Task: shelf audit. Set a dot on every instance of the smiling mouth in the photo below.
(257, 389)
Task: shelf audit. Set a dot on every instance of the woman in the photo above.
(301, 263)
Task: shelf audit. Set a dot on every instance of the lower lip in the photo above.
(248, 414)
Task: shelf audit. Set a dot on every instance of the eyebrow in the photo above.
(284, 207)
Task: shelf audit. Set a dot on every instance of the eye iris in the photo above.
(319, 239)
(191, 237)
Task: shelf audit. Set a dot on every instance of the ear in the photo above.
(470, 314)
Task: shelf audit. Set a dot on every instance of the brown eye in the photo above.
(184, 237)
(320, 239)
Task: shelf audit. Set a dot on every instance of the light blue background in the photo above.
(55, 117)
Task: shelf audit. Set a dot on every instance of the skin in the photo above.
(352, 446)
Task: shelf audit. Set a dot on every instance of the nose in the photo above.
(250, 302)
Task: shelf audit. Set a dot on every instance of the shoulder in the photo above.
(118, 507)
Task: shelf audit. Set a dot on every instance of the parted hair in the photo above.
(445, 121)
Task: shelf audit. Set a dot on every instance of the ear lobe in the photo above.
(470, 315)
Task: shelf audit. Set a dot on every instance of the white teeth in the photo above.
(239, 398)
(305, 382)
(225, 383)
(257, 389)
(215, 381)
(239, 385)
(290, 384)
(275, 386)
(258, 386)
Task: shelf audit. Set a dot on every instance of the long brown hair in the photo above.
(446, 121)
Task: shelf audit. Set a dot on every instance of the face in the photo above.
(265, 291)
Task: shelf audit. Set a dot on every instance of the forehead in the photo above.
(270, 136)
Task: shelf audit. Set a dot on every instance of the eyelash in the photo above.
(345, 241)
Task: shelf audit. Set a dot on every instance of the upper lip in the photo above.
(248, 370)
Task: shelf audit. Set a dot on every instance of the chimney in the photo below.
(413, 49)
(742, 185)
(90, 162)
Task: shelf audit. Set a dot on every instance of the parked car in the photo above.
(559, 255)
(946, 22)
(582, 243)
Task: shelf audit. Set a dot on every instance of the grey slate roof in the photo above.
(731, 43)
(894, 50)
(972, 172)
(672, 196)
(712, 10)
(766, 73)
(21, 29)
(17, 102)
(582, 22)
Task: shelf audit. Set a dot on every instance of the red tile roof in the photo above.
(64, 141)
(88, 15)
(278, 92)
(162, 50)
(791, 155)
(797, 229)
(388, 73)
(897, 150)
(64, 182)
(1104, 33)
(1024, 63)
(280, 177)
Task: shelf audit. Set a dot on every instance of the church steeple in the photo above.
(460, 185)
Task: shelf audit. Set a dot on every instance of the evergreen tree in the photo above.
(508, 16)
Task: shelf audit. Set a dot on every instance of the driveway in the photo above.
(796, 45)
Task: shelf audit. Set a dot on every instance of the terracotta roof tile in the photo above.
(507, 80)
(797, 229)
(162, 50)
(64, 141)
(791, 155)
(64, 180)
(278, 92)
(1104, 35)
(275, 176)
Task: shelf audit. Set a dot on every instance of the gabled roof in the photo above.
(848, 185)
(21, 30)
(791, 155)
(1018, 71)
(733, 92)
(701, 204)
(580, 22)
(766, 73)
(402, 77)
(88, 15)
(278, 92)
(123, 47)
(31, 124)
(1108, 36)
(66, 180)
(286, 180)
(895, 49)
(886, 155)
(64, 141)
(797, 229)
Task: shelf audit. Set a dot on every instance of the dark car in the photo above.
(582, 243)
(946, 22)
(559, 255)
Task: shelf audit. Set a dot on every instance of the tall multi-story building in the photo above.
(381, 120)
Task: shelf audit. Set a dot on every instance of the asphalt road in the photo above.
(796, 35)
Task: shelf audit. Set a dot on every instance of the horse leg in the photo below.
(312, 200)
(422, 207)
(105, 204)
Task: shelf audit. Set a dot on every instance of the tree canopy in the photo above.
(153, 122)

+ + + +

GOAL:
Please retype the data from the line containing "building in the photo above." through the end, keeping every line unchanged.

PROBLEM SOLUTION:
Task: shelf audit. Set a dot on every instance of the tall multi-story building in the photo above.
(381, 120)
Task: shelf audit. Set a dot on every instance of the asphalt road in the photo above.
(796, 35)
Task: shelf audit. Set a dot on every instance of the horse leg in the photo below.
(312, 200)
(422, 207)
(105, 204)
Task: shelf audit. Set a dot on every instance of the tree canopy in the photo above.
(153, 122)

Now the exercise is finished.